Will Khamenei face a similar fate to Gaddafi, Assad and Maduro?

Iran is being advised by regional powers to negotiate with the US to stave off military action, but that would mean Iran walking back its red lines. Will it capitulate or hold its ground?

Will Khamenei face a similar fate to Gaddafi, Assad and Maduro?

In 2011, amid heightened anti-government protests in Libya, a Western intelligence official delivered a message to Moussa Koussa—a key security advisor to then-president Muammar Gaddafi: your leader must leave power if he wants to spare his country from further violence. Gaddafi chose to fight and ended up being savagely tortured and executed.

That same year, a very similar scenario played out in Syria. As anti-government protests swept the country, a Western official also met secretly in a European capital with an envoy of Bashar al-Assad, conveying an offer of resignation to initiate a political transition that would address protesters’ demands while preserving state institutions. Like Gaddafi, Assad similarly rejected the ultimatum.

At the end of 2013, further counsel arrived, this time from Iranian Supreme Leader Ali Khamenei and Russian President Vladimir Putin. Assad was urged to surrender chemical weapons to stave off US strikes intended to accelerate the collapse of his regime. He agreed to trade his chemical arsenal for survival.

○ ○ ○ ○

▶ _WORK ITEM_
Carry the piece on Khamenei and the fates of Gaddafi, Assad and Maduro forward from its last sentence. The material after this piece is from a separate source.

▶ _PROVIDED MATERIAL_
○ ○ ○ ○

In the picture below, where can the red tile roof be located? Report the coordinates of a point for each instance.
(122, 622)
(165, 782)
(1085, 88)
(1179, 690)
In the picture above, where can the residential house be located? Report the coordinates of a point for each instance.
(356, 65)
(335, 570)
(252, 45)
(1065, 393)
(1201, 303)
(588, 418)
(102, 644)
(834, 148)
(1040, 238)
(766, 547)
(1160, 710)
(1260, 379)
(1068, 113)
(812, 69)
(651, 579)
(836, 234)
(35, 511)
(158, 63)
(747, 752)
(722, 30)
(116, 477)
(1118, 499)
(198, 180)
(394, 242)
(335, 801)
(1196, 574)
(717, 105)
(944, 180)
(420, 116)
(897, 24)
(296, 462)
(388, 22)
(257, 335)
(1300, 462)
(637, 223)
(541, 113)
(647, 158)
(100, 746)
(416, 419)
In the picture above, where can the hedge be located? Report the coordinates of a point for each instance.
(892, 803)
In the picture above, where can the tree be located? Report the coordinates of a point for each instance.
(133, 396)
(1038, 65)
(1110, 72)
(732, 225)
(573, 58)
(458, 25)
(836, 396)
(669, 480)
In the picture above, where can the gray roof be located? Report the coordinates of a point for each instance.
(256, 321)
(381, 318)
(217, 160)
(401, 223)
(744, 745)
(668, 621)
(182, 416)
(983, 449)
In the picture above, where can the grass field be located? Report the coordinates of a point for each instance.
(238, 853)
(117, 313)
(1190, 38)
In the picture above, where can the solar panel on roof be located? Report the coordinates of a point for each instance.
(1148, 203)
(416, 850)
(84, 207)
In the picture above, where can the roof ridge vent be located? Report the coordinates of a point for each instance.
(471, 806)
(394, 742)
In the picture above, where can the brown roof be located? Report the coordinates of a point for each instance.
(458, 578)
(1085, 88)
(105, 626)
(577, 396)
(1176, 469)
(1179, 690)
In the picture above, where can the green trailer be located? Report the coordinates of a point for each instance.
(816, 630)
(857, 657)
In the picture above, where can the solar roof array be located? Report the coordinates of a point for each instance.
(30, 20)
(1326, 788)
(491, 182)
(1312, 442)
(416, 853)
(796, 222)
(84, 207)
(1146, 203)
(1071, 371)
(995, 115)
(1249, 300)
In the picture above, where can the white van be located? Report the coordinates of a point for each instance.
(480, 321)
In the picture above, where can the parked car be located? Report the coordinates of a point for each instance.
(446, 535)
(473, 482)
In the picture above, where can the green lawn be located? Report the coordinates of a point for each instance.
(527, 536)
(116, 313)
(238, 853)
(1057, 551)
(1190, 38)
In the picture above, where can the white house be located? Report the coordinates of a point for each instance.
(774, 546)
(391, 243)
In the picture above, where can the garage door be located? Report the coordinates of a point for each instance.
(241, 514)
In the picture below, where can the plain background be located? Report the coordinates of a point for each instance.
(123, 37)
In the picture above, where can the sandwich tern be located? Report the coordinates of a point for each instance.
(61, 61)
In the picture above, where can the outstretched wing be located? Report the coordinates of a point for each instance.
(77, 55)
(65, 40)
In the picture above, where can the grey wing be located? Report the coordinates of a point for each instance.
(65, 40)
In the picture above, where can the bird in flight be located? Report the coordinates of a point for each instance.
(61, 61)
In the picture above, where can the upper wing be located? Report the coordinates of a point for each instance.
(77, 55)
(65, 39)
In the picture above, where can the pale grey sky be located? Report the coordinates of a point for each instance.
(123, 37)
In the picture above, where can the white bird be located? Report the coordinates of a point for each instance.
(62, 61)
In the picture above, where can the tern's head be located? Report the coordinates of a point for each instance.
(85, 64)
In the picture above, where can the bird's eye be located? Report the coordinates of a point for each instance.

○ ○ ○ ○

▶ _RESPONSE TO THIS TASK_
Unlike Gaddafi, Assad managed to endure due to the external help he received from Russia and Iran. And even when his regime fell in December 2024, Putin intervened again to spare him from a death akin to Gaddafi's. He is now living in exile in Russia, where Putin has promised to keep his word and protect him.

In Venezuela, Trump offered Nicolás Maduro to step down from power, and be exiled to Türkiye. Maduro also declined, and now the Venezuelan president sits in an American prison after he was snatched from his Caracas residence in a US military operation at the beginning of the year.

For decades, Iran has played for time, putting regional militias at the forefront of the battle with the US and Israel. But now it has to face the music.

Stark choice

Is such an offer being made to Iran? If so, Tehran faces a stark choice: make a deal or face the wrath of US military action. The US and Israel want Iran to halt its nuclear enrichment; hand over its 400kg-enriched uranium stockpile, dismantle its ballistic missile programme; and stop its support for regional militias stretching from Lebanon to Iraq and Yemen. Anxious to avoid chaos and turmoil, regional powers are urging Iran to negotiate.

For its part, Iran says it can make concessions on its nuclear file and even surrender its current stockpile of enriched uranium, but it has drawn a red line on its ballistic missile programme and support for regional militias.

Whether Trump will accept such terms remains to be seen. The same parties were in the same situation seven months ago, negotiating over Iran's nuclear programme, but in the middle of discussions, Israel launched a surprise attack on Iran, and the US ended up joining in towards the end of what became known as the 12-day war.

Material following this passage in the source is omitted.